◆ INSTRUCTION
Can you retype the data below word for word, beginning at the line that contains "Where can the buddha's nose" and stopping after the line that contains "<point>122,337</point>", with both of those lines included?

◆ DATA SUPPLIED
##########
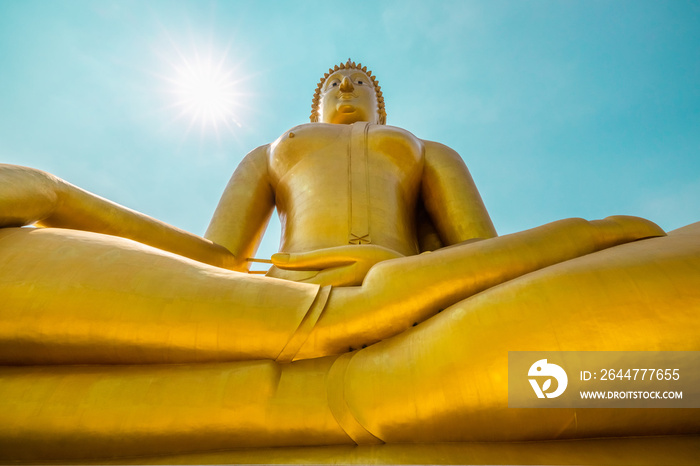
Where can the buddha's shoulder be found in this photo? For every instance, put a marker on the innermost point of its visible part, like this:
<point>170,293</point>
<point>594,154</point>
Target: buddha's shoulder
<point>322,129</point>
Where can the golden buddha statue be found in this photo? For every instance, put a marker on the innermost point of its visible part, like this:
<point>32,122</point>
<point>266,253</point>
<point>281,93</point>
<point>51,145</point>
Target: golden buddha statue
<point>387,316</point>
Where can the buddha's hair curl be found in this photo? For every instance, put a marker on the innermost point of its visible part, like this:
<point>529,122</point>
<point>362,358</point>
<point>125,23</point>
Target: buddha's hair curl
<point>348,65</point>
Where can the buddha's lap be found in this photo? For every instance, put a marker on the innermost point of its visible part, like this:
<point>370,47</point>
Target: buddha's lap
<point>444,380</point>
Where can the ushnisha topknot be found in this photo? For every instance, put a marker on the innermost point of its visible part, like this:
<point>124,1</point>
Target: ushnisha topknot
<point>352,66</point>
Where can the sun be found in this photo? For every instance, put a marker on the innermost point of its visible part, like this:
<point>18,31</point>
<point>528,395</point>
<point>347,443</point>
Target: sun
<point>205,89</point>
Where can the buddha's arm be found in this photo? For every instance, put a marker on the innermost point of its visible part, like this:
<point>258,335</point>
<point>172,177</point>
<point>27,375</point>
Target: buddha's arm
<point>245,208</point>
<point>30,196</point>
<point>451,198</point>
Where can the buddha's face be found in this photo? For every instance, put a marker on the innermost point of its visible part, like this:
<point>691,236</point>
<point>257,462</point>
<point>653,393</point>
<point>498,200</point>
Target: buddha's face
<point>348,96</point>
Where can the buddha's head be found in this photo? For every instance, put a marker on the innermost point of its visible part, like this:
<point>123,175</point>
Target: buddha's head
<point>346,94</point>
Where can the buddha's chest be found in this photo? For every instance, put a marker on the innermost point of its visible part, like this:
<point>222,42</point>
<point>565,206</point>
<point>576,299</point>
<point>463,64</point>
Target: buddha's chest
<point>365,153</point>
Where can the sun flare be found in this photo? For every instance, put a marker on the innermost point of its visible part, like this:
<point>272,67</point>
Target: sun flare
<point>205,89</point>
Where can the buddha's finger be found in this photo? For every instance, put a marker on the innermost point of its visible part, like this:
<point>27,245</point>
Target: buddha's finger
<point>313,260</point>
<point>334,257</point>
<point>345,275</point>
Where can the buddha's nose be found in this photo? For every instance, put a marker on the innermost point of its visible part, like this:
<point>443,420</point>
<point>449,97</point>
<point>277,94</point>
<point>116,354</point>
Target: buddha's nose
<point>346,85</point>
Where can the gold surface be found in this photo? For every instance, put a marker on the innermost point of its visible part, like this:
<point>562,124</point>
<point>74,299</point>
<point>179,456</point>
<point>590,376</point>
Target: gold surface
<point>122,337</point>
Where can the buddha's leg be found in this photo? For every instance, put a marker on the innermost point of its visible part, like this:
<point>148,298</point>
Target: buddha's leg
<point>446,379</point>
<point>79,298</point>
<point>398,293</point>
<point>93,412</point>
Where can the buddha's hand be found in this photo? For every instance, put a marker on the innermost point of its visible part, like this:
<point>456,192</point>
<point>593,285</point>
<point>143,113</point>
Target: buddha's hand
<point>338,266</point>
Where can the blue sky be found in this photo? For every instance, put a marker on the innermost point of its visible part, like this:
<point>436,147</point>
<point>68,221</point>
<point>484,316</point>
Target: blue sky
<point>559,108</point>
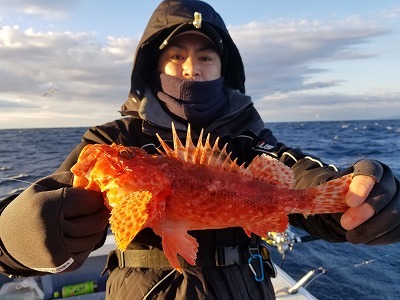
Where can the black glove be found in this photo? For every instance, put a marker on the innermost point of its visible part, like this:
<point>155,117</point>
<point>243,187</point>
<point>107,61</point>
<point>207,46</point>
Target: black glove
<point>384,226</point>
<point>51,226</point>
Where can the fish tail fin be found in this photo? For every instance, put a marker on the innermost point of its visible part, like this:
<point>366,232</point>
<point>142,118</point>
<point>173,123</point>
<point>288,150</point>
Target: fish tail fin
<point>128,217</point>
<point>330,196</point>
<point>174,243</point>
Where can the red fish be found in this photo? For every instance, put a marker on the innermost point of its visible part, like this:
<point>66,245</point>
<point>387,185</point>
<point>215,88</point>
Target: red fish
<point>196,187</point>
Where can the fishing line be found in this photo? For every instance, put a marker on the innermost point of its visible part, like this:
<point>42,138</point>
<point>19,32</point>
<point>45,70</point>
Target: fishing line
<point>23,181</point>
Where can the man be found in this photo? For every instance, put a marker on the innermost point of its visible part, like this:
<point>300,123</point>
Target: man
<point>187,69</point>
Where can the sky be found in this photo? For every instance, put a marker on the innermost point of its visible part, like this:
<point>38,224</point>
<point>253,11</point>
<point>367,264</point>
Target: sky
<point>68,63</point>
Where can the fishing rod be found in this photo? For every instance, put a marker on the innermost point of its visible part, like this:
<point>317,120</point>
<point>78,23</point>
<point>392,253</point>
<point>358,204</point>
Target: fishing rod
<point>284,242</point>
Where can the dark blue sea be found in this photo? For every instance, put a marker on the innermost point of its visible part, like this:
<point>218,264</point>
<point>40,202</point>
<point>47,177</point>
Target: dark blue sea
<point>351,271</point>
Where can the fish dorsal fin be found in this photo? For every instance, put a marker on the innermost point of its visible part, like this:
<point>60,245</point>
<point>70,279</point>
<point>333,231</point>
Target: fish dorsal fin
<point>271,170</point>
<point>262,167</point>
<point>201,154</point>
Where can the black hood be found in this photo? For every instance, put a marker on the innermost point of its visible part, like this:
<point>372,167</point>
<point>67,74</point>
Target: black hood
<point>168,16</point>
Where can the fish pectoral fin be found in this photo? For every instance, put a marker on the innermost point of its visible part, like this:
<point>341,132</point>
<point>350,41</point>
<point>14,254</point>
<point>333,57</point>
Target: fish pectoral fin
<point>275,222</point>
<point>176,242</point>
<point>129,216</point>
<point>271,170</point>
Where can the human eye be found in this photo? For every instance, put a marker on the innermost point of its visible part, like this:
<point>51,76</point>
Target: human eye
<point>205,58</point>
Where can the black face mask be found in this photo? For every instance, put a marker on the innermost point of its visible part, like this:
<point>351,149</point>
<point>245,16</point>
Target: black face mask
<point>199,103</point>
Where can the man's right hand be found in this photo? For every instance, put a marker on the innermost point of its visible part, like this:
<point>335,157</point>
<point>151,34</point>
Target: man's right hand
<point>52,227</point>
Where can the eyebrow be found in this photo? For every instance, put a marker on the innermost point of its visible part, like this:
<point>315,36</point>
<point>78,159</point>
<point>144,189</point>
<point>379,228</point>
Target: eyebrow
<point>202,48</point>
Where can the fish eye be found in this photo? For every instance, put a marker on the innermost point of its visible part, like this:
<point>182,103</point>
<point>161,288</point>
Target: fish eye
<point>126,153</point>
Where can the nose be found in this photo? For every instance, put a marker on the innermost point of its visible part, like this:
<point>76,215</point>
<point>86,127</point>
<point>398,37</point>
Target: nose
<point>190,70</point>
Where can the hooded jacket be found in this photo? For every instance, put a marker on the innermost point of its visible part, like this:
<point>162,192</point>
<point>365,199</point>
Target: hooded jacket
<point>168,16</point>
<point>240,127</point>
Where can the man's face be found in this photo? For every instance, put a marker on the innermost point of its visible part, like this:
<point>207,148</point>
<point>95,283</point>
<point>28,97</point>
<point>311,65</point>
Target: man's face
<point>190,57</point>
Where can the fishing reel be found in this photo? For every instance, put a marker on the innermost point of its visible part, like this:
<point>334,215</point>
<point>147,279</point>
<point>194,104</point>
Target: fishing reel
<point>284,241</point>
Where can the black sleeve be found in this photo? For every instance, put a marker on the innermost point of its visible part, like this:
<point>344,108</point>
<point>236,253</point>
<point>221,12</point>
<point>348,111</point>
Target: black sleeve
<point>309,171</point>
<point>120,131</point>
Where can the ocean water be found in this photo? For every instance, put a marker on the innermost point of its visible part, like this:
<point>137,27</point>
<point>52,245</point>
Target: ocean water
<point>350,271</point>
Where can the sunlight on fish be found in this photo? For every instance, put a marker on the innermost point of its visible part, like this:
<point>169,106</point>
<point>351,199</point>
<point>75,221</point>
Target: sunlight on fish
<point>196,187</point>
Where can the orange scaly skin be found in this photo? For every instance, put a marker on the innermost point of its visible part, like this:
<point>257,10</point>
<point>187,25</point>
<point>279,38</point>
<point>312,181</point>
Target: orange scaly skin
<point>196,187</point>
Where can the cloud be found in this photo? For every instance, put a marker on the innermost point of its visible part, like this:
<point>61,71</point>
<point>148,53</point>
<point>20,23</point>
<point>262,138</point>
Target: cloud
<point>90,75</point>
<point>297,106</point>
<point>279,56</point>
<point>49,9</point>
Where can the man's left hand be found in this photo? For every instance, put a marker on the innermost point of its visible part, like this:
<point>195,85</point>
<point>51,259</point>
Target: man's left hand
<point>374,200</point>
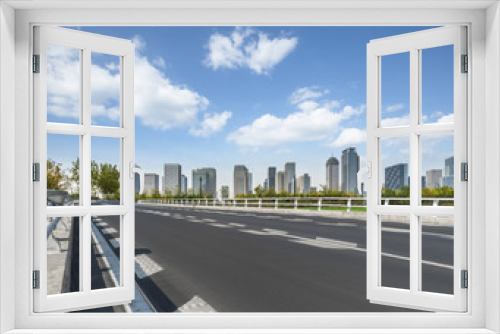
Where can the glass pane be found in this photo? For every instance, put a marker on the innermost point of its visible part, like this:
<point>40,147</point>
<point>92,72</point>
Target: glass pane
##########
◆ EXPECTED OUTPUT
Where can the buddha's nose be found in this photo? For every instance, put a marker on the innermost point of its visible part, like this:
<point>443,420</point>
<point>449,97</point>
<point>277,94</point>
<point>116,354</point>
Target: buddha's nose
<point>346,85</point>
Where can the gold surface be found in this photo? For every instance, put a marker on the innermost point of its visible part, like this:
<point>562,124</point>
<point>74,299</point>
<point>179,456</point>
<point>590,376</point>
Target: gold surface
<point>122,337</point>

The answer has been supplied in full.